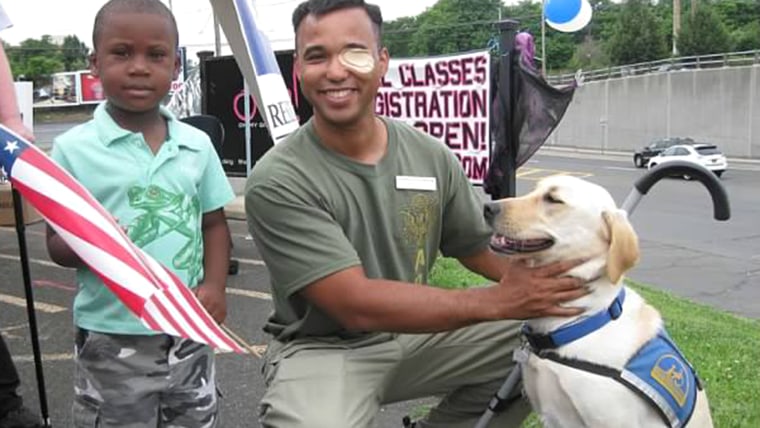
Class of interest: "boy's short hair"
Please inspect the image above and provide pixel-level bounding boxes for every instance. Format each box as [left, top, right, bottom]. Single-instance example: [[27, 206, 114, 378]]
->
[[92, 0, 179, 49], [293, 0, 383, 44]]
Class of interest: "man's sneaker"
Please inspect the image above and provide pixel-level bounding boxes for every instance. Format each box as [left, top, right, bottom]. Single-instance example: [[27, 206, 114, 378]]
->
[[0, 406, 45, 428]]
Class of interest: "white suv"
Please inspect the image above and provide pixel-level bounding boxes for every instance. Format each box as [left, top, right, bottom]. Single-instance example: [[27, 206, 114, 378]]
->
[[647, 143, 728, 179]]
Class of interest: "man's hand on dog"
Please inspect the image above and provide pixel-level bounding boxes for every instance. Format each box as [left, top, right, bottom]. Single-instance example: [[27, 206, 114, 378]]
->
[[494, 260, 588, 319]]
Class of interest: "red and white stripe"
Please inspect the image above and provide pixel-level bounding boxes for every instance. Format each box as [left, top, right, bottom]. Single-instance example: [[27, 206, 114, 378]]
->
[[2, 127, 246, 353]]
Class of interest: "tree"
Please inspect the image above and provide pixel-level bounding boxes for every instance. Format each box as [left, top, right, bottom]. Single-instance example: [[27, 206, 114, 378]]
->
[[61, 36, 89, 71], [383, 16, 418, 58], [7, 35, 64, 87], [678, 3, 731, 56], [409, 0, 501, 56], [731, 21, 760, 51], [607, 0, 668, 65]]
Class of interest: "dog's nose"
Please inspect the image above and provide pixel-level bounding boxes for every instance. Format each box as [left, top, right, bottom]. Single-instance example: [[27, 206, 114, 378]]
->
[[483, 202, 501, 225]]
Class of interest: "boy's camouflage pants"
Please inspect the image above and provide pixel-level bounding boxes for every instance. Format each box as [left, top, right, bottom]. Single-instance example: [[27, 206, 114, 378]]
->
[[73, 329, 218, 428]]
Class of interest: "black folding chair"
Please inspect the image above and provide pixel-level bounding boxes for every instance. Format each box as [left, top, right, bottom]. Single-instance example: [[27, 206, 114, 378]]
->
[[180, 114, 240, 275]]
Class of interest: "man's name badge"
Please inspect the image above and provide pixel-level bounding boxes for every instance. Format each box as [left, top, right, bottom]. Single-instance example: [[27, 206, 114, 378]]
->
[[396, 175, 438, 192]]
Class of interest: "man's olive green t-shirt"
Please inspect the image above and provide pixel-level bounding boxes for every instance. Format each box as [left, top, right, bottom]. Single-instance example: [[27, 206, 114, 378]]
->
[[245, 118, 491, 341]]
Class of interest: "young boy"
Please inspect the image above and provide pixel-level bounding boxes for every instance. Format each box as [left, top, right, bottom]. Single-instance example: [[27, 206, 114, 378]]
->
[[47, 0, 234, 427]]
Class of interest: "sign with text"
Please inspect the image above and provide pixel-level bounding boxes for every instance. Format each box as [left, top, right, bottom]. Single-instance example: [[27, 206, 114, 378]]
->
[[201, 51, 311, 177], [375, 51, 491, 184], [201, 51, 491, 184]]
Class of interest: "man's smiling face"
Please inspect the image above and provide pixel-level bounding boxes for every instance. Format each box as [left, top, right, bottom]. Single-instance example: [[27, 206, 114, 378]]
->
[[295, 8, 388, 126]]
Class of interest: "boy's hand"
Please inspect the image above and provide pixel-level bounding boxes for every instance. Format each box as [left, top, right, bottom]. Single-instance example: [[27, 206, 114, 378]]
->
[[194, 282, 227, 324]]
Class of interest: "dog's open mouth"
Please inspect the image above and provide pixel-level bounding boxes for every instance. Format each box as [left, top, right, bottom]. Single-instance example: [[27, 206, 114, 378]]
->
[[490, 234, 554, 254]]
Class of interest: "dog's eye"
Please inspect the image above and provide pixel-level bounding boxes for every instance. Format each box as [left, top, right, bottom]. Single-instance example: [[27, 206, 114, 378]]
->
[[544, 193, 564, 204]]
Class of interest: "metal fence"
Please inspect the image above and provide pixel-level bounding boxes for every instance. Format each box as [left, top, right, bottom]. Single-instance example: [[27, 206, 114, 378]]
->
[[547, 50, 760, 85]]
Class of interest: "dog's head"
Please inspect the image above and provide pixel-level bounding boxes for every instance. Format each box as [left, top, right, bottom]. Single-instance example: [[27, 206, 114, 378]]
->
[[484, 175, 639, 284]]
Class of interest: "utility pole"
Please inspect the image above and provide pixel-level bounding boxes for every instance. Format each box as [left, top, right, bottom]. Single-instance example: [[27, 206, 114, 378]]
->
[[541, 0, 546, 75], [211, 11, 222, 56], [673, 0, 680, 56]]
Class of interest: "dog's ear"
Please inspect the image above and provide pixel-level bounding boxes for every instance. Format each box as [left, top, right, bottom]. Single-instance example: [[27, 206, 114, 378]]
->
[[602, 210, 639, 284]]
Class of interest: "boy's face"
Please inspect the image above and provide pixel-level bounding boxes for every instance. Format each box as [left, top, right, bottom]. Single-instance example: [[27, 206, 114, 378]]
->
[[295, 8, 388, 126], [90, 13, 179, 113]]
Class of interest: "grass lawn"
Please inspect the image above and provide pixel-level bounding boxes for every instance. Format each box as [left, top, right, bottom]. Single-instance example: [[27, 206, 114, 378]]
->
[[431, 258, 760, 428]]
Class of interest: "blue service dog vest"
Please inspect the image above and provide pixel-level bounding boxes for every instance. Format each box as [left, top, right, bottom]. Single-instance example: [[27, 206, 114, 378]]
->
[[535, 330, 702, 428]]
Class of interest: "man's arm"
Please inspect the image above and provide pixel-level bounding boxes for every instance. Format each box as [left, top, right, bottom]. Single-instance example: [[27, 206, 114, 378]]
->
[[196, 208, 231, 323], [301, 255, 586, 333]]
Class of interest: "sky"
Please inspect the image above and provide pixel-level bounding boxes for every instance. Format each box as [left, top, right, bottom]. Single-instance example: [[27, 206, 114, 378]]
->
[[0, 0, 464, 58]]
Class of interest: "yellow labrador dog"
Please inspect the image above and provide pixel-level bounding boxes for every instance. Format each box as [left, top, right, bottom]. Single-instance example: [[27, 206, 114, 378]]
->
[[485, 176, 713, 428]]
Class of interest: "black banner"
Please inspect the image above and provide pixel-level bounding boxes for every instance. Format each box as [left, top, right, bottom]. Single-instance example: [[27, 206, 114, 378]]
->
[[201, 52, 312, 177]]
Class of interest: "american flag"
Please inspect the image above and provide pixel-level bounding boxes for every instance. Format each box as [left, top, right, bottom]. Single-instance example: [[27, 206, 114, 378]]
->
[[0, 125, 245, 353]]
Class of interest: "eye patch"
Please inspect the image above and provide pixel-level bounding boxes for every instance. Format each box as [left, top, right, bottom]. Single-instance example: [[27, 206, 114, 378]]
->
[[338, 48, 375, 74]]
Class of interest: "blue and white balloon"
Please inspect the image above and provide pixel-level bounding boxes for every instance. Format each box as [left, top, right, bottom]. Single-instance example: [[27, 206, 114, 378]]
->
[[544, 0, 592, 33]]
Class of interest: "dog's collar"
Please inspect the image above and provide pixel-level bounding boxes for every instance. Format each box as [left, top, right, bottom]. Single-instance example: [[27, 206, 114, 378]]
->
[[522, 287, 625, 352]]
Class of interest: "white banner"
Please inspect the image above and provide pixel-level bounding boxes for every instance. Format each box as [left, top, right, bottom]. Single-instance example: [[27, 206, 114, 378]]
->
[[211, 0, 298, 144], [375, 51, 491, 184]]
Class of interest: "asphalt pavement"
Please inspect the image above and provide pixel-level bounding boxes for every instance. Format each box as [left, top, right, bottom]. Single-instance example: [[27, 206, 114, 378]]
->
[[0, 124, 760, 427]]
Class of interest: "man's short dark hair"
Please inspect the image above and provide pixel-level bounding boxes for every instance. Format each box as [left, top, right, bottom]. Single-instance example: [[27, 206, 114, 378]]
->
[[92, 0, 179, 49], [293, 0, 383, 45]]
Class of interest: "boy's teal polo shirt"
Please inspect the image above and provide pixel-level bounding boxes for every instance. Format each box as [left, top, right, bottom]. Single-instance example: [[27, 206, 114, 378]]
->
[[51, 103, 235, 334]]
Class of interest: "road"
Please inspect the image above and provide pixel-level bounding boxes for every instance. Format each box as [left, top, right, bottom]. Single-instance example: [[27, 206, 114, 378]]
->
[[0, 122, 760, 427]]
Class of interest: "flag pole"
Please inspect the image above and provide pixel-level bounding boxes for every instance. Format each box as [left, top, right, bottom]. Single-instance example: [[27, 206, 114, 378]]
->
[[11, 189, 52, 428], [491, 19, 519, 199]]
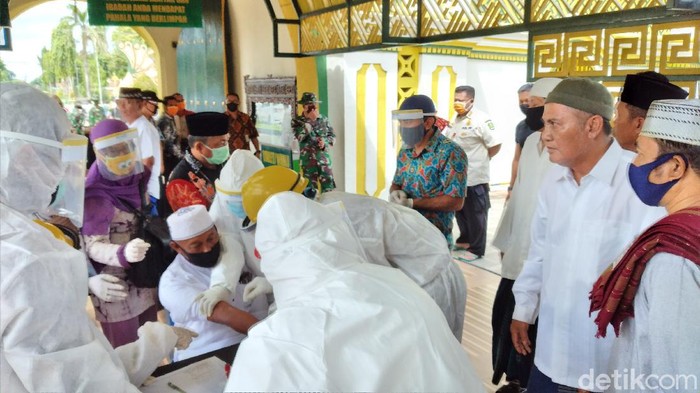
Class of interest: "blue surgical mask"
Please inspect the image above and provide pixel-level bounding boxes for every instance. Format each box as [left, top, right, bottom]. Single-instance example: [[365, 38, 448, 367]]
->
[[401, 124, 425, 147], [627, 153, 687, 206]]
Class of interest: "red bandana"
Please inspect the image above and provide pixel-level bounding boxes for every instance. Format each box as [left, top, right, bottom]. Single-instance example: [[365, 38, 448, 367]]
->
[[589, 207, 700, 337]]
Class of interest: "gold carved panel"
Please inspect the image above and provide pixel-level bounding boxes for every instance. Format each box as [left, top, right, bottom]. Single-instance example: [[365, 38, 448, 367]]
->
[[421, 0, 525, 37], [389, 0, 418, 38], [530, 0, 667, 22], [533, 19, 700, 78], [301, 8, 348, 53], [350, 0, 382, 46], [397, 46, 420, 105]]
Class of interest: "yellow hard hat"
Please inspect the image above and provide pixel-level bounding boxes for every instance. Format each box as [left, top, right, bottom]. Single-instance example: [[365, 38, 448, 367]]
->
[[241, 165, 309, 222]]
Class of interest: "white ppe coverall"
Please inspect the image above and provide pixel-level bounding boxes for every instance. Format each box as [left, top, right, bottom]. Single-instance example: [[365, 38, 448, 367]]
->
[[0, 83, 177, 393], [319, 191, 467, 341], [226, 192, 484, 393]]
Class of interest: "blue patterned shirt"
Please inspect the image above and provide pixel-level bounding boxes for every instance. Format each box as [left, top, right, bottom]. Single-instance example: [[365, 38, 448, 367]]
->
[[392, 130, 467, 244]]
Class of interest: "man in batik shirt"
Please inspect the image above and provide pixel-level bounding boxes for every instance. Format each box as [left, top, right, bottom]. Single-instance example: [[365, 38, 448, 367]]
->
[[224, 93, 260, 158], [390, 95, 467, 244]]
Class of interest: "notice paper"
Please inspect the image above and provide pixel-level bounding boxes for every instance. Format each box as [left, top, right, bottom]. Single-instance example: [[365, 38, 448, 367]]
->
[[141, 356, 226, 393]]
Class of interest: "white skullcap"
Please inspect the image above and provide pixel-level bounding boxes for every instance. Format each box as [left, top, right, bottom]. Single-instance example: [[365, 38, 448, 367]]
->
[[214, 149, 265, 195], [530, 78, 563, 98], [640, 100, 700, 146], [168, 205, 214, 241]]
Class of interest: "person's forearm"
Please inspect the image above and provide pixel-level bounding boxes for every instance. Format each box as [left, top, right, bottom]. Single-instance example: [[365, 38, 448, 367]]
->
[[488, 145, 501, 159], [207, 302, 258, 334], [413, 195, 464, 212]]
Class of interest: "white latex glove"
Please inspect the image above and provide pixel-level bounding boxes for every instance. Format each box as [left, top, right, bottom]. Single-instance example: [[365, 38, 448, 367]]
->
[[124, 238, 151, 263], [194, 285, 233, 318], [172, 326, 199, 349], [389, 190, 408, 203], [88, 274, 128, 302], [396, 191, 413, 209], [243, 277, 272, 303]]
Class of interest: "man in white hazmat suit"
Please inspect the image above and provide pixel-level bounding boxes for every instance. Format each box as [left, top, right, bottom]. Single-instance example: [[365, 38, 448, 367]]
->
[[226, 192, 484, 392], [189, 149, 263, 317], [0, 83, 193, 393], [211, 156, 467, 341]]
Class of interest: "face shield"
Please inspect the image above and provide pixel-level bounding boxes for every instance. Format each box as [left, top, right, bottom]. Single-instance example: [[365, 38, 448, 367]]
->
[[391, 109, 426, 148], [0, 131, 88, 227], [93, 128, 143, 181]]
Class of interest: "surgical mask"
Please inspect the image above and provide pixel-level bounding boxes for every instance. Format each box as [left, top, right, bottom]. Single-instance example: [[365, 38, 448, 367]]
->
[[224, 195, 246, 220], [525, 106, 544, 131], [100, 152, 137, 177], [519, 104, 528, 115], [181, 242, 221, 268], [627, 153, 688, 206], [401, 124, 425, 147], [204, 145, 231, 165]]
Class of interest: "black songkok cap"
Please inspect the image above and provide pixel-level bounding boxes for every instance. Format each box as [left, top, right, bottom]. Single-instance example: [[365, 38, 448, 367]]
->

INSTRUÇÃO DADA
Substitua "short hair" por "curly hair" no trecho que começa no início dos dados e termina na linha que contém "[[92, 0, 179, 49], [293, 0, 383, 44]]", com as duas extremidades incluídas. Reproduza apenas esse trecho, sem nenhuma outra alteração e sem as imagens.

RESPOSTA CORRETA
Class of interest: "boy's curly hair"
Please inspect the image above and provide pixel-level bounding boxes for every instance. Format each box as [left, top, right, bottom]. Single-instance example: [[27, 206, 114, 378]]
->
[[92, 0, 179, 49], [293, 0, 383, 44]]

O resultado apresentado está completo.